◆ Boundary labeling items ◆
§

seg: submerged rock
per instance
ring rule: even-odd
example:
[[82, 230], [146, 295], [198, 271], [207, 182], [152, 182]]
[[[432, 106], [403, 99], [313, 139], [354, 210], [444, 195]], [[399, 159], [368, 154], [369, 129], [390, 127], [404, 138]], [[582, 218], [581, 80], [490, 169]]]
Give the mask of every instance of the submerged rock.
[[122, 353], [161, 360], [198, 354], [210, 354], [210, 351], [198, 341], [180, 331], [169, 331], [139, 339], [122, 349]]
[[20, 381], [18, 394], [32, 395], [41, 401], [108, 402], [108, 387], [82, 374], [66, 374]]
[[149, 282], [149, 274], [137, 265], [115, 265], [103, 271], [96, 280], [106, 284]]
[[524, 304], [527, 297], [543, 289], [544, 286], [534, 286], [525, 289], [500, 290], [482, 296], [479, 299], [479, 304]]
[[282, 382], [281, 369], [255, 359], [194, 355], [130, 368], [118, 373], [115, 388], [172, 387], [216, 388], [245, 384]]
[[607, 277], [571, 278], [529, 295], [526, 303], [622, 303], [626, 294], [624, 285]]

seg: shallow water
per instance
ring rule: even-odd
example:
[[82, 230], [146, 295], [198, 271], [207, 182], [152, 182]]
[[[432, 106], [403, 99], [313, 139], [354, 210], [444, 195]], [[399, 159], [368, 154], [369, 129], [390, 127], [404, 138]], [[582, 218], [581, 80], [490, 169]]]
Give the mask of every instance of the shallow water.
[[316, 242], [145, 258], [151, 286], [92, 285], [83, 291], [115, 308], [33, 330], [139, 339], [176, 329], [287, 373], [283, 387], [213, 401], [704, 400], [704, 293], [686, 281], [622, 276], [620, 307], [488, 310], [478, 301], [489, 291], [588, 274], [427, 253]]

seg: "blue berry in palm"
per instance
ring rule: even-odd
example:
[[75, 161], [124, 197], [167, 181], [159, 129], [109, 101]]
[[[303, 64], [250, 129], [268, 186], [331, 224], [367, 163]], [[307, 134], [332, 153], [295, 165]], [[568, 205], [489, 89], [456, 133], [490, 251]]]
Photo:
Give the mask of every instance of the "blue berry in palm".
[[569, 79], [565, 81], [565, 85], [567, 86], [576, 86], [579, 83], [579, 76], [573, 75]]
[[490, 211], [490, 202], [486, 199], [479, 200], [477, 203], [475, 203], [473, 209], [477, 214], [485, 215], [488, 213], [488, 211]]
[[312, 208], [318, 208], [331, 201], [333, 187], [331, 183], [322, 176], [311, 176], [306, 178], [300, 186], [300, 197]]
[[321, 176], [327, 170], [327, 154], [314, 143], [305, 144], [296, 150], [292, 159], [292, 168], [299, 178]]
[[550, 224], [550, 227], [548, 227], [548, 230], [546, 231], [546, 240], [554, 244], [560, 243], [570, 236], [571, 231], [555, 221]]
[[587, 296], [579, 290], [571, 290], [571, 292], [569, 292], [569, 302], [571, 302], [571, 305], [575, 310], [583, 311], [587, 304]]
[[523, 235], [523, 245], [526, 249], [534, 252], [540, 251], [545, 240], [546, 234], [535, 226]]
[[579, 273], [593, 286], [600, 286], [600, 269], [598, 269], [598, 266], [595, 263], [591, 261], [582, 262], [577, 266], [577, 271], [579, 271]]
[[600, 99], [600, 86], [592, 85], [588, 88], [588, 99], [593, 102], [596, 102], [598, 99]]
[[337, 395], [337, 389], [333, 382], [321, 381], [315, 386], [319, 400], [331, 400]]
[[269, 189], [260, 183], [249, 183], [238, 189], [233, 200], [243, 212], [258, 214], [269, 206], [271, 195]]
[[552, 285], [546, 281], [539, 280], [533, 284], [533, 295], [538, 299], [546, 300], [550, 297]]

§

◆ INSTRUCTIONS FOR THE TASK ◆
Copy out the lines starting with the line that contains "seg: shallow water" and going on through the line that contains "274], [427, 253]]", both included, without changing anything.

◆ FINISHED ANSWER ◆
seg: shallow water
per instance
ring rule: even-odd
example:
[[82, 230], [146, 295], [198, 271], [207, 182], [152, 182]]
[[[432, 106], [403, 99], [313, 139], [354, 210], [444, 195]], [[399, 159], [368, 154], [369, 129], [390, 127], [404, 138]], [[582, 218], [581, 80], [490, 169]]]
Give the mask of every instance of the shallow water.
[[316, 242], [145, 258], [151, 286], [92, 285], [83, 291], [115, 308], [33, 330], [139, 339], [176, 329], [287, 373], [283, 387], [213, 401], [704, 400], [704, 293], [686, 281], [622, 276], [620, 307], [488, 310], [478, 301], [489, 291], [588, 274], [427, 253]]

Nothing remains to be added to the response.